◆ **Records for this task**:
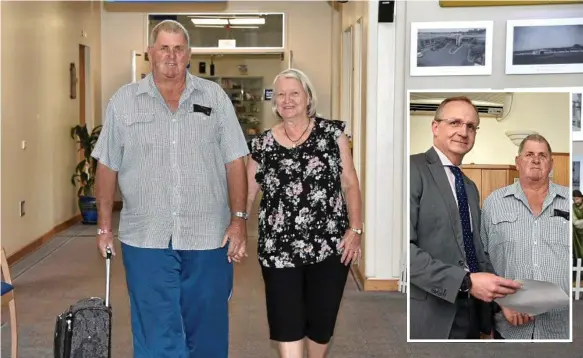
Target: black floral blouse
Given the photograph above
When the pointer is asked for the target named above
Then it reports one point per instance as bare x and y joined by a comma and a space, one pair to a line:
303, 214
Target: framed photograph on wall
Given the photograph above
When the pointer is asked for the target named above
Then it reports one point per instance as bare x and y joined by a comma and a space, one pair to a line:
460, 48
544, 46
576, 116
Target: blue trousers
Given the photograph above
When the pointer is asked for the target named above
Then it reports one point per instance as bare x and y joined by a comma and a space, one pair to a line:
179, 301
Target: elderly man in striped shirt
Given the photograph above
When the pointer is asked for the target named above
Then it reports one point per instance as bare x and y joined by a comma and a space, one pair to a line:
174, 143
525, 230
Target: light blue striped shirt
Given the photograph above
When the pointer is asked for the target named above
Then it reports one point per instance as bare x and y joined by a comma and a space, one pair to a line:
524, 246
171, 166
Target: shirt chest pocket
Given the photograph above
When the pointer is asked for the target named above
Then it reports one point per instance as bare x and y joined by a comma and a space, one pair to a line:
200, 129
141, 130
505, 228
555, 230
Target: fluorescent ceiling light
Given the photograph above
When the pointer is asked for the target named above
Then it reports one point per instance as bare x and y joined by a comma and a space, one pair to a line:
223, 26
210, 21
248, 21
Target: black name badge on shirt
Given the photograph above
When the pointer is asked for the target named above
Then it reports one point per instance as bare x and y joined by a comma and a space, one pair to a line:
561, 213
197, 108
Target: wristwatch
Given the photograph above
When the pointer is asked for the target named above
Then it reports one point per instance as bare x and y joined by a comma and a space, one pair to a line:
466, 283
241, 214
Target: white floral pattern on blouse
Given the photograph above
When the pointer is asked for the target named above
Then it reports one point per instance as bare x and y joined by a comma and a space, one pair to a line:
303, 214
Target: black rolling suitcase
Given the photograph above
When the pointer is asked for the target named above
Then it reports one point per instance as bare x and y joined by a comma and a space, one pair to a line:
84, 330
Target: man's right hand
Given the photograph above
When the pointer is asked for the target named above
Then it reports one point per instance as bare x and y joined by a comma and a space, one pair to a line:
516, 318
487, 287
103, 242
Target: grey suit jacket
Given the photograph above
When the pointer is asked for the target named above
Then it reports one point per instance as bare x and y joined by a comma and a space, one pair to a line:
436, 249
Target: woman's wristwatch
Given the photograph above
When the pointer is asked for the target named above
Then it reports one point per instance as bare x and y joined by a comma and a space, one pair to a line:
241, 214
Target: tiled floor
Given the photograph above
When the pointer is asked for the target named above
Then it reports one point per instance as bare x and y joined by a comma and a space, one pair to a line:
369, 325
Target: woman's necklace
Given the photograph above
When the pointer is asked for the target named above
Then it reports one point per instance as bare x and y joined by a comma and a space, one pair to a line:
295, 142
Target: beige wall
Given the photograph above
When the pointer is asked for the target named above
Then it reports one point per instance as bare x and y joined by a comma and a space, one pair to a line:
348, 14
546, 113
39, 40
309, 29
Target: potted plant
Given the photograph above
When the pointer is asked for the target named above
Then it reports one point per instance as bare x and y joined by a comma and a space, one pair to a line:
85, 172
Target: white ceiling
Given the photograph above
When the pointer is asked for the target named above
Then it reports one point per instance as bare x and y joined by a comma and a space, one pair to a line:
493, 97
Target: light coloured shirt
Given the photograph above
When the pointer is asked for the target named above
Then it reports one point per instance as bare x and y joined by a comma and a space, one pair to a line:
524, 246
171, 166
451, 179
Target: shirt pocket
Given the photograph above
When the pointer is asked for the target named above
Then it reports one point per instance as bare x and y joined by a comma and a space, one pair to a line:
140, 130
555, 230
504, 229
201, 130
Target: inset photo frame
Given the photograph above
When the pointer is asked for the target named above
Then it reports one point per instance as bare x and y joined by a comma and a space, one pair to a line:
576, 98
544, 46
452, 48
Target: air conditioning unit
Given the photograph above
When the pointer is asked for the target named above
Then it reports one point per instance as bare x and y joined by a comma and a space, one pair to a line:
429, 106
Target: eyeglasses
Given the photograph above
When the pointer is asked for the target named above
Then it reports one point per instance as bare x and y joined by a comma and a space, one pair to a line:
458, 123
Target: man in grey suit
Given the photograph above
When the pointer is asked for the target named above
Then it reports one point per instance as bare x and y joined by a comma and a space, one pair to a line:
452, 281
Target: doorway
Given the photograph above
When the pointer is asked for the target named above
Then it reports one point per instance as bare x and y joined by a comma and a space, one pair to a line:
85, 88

◆ **What you are asked to do**:
Write every record out again exactly as written. Pictures don't belong in the copy.

◆ **Written response**:
Target: black floral blouse
Given the photograph above
When the pointer is asked for the target named above
Then it reports one point per instance as bare x and y joined by a comma and a space, one pair to a line:
303, 214
Target: framed photograph on wall
Given the photograph above
When the pointer is asked for the target named above
Then it reports one point per instance as bare x and y joined by a comma and a space, one pair to a line:
460, 48
544, 46
576, 116
Target: blue trousers
Given the photograph above
When the pointer is asked for the target named above
Then it reports one point per instance as bare x and y joined by a comma and a space, one pair to a line:
179, 301
Target: elderly man in striped shirt
Given the photograph above
When the pointer is asked for the target named above
Then it reports one point per instance as bare x and y joined by a comma and a space, one pair to a line:
174, 143
525, 230
Target: light blue striped shirt
Given the photograph above
When the pointer is asked for the target named above
Then it reports one point per instance as bare x and y joined by a comma and a space, one pair to a line:
524, 246
171, 166
Target: shirt chest pocket
Given the photograph above
When the pointer is asked for the target named above
Then it reports one point per instance as bare x and y joined by a comma and a space, one pair to a line:
200, 129
141, 130
505, 228
555, 230
Target: fluorescent ceiling light
Given the photograph above
When the pointer is asked for the target named above
Then it reports one point per instance as bare x and y joined by a comma and a space, one pair to a line:
223, 26
210, 21
248, 21
Target: black name badge on shirt
Given the photograph above
When the pointer is asked for the target named above
Then it reports one point per instance as bare x and y joined by a comma and a space, one pair to a line:
561, 213
197, 108
Target: wristwatch
Given the photograph above
When the pointer is asked for the target named above
Then it reports one point per instance as bare x and y joined by a comma and a space, one pair to a line:
466, 283
241, 214
Target: white floral pattern on blouse
Given the photograph above
When the pointer is asked for the target named above
Then it reports one point per instance as bare x and y joined by a comma and a space, one pair to a line:
303, 214
Target: black rolling suitcase
Given the photograph above
When the pointer is asked for the target named above
Then it reports one point per instance as bare x and y joined by a comma and a space, one pair to a line:
84, 330
Target: man's right hand
Given the photograph above
When the pointer is asked for the target named above
Then it reports one point per instance as bare x and y joined by a comma and a space, one pair to a line:
516, 318
487, 287
103, 242
Target: grey suit jacket
Given the photograph above
When the pointer is asked for the target named above
Then it reports one point per instance as bare x and y joined by a comma and a space, one pair to a line:
436, 249
Target: woman's wristwatch
Given the photograph above
When the pointer is asked for the target named above
Then it reports one point per instance as bare x and y joined by a comma and a space, one pair to a line:
241, 214
Target: tiled floor
Given the photograph above
When the pointer is asked for the target named above
Then it reports one point per instance as bare x and y joined by a comma and a space, one pair to a line:
369, 325
Target: woman's necklace
Given the photograph above
When the pointer is asked for the target named above
Then it reports one point per instance as bare x and y joined by a comma and a space, one pair to a line:
295, 142
Target: beige wall
Given the photograph above
When the pointer is asked for the target named above
Then it reports one point per instance as bare x and y joined by a comma and a space, one pair to a line:
348, 14
546, 113
39, 40
309, 29
Target: potted plant
Given the photograph above
When the pointer is asked for the target named above
Then it reports one point per instance as bare x and y joined by a comma and a space, one pair to a line:
85, 172
Target: white ceiling
Given the photograph above
When the pointer is asked for the target named above
Then it reports one point per instance as bare x and y joined by a comma and a space, one pair to a line:
493, 97
Target: light coloured shirt
Given the photograph above
When the pointer is asked for the target named above
Then it reports one point per instance as bare x and y joined by a comma and a space, one pair to a line:
524, 246
171, 166
451, 179
Target: shirt pocket
Given the photograph above
When the pointer is asked for the target named above
Then it reports one point per instance as bare x and y joined by a comma and a space, one pair to a line:
140, 130
555, 230
504, 229
201, 130
Target: inset photo frame
Given the photograph above
When the pointer is asked for the target named above
Then it reports one point per instance as bare x and y joined by a comma and a space, one pair to a line:
576, 98
544, 46
452, 48
Target: air conditioning unit
Given the photograph above
When the pointer is asked for the target named above
Then it reports one point per instance as bare x and y joined by a comma and a space, one pair to a line:
429, 106
Target: eyeglasses
Given the photograph above
When the pointer is asked for the target named above
Then it reports one point per instance as bare x and y joined by a comma and a space, one pair to a line:
458, 123
Target: man in grey suit
Given the photograph above
When the pointer is asked for the target named above
Then it reports one point per instance as bare x and y joined by a comma and a space, one pair to a line:
452, 281
Target: doorway
Given the photograph above
When the pointer is asked for the target named above
Then it reports one point per instance as bare x and y joined by a comma and a space, one pair to a line:
85, 88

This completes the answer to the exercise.